## Goals:
1. Duplicate the passage of the UTF-16 line-ending thread starting with "- WriteLn does" and going on through "encode the EOL.".
2. List every variable declared in the var section of the WriteLnUTF16 pseudocode in the UTF-16 line-ending thread.

## Document text:
- WriteLn does not write correctly for widestring little endian, so I used Write only
I suspect that WriteLn() with no parameter is a major problem since without a hint associated with the file/stream it won't know how to encode the EOL.
I did think about it. I even wrote a function to check it. First before WriteLn writes the EOL it check the UTF16 data is big or little endian. Then it writes the proper EOL. The pseudocode is something like this
WriteLnUTF16(var F: TextFile; Buffer: WideString);
var
Index, Count: Integer;
isLittleEndian: Boolean;
CRLF: string;
begin
Count := 0;
for Index := 1 to Length(Buffer) do
if not(Odd(Index)) and (Buffer[Index] = #0) then
Inc(Count);
isLittleEndian := Count > (Length(Buffer) div 4;
case isLittleEndlian of
True: CRLF := #13#0#10#0;
False: CRLF := #0#13#0#10;
// .... do the writing
end;Although the solution isn't very accurate, but it should work for most cases, because:
It is also reliable to detect endianness by looking for null bytes, on the assumption that characters less than U+0100 are very common. If more even bytes (starting at 0) are null, then it is big-endian.

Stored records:
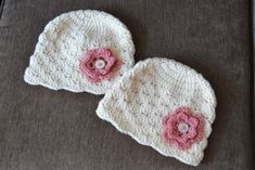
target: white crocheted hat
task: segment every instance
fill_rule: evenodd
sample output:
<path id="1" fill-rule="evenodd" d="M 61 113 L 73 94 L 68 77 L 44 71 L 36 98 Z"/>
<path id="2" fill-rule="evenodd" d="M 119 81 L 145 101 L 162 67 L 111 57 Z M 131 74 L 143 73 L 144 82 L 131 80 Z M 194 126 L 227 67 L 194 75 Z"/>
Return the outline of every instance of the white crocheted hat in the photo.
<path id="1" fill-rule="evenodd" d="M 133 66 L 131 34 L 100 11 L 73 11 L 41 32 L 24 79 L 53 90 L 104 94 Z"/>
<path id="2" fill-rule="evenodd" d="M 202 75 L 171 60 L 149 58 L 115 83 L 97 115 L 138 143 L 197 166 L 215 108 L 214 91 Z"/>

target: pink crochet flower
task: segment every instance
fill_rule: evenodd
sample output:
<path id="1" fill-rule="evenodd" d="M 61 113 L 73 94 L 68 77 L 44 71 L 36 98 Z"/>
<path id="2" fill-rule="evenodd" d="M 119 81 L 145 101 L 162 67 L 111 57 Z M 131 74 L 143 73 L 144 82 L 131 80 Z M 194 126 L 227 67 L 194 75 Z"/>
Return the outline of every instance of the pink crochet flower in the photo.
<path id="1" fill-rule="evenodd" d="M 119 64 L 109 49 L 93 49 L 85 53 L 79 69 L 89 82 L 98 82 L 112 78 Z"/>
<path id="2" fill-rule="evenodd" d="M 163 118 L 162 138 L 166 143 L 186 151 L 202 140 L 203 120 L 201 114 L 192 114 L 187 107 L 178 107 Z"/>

==

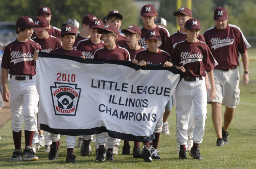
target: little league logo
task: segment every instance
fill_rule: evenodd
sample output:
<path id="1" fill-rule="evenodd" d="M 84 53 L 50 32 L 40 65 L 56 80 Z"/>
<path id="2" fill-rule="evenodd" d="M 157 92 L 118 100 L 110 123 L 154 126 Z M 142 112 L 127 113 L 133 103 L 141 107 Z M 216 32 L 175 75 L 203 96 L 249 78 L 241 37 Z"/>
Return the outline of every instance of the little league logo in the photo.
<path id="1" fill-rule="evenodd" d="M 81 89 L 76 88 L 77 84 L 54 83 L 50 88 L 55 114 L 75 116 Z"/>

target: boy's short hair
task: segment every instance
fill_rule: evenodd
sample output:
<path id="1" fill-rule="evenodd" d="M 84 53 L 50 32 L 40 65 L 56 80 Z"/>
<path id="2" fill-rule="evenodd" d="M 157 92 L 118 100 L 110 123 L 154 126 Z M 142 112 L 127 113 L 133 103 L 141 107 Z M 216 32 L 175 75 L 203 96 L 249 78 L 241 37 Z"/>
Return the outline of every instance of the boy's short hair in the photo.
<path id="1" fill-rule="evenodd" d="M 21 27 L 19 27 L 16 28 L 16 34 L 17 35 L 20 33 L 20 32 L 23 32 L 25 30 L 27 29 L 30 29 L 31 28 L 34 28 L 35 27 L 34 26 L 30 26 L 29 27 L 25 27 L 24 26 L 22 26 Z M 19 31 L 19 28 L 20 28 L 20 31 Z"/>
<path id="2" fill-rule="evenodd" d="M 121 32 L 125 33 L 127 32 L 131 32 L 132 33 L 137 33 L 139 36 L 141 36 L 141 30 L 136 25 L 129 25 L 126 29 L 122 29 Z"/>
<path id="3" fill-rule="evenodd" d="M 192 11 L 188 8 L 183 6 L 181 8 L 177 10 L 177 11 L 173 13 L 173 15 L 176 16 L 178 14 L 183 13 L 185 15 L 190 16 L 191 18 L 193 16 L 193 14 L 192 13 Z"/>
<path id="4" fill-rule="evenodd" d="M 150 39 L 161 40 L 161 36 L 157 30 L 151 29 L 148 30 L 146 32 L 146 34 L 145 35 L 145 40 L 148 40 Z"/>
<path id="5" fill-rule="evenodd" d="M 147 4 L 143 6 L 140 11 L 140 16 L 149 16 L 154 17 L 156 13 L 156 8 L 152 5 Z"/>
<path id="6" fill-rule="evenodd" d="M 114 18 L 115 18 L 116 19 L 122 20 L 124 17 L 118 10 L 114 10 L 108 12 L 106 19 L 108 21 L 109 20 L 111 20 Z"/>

## Answers for the tasks:
1.
- WriteLn does not write correctly for widestring little endian, so I used Write only
I suspect that WriteLn() with no parameter is a major problem since without a hint associated with the file/stream it won't know how to encode the EOL.

2. Index, Count, isLittleEndian, CRLF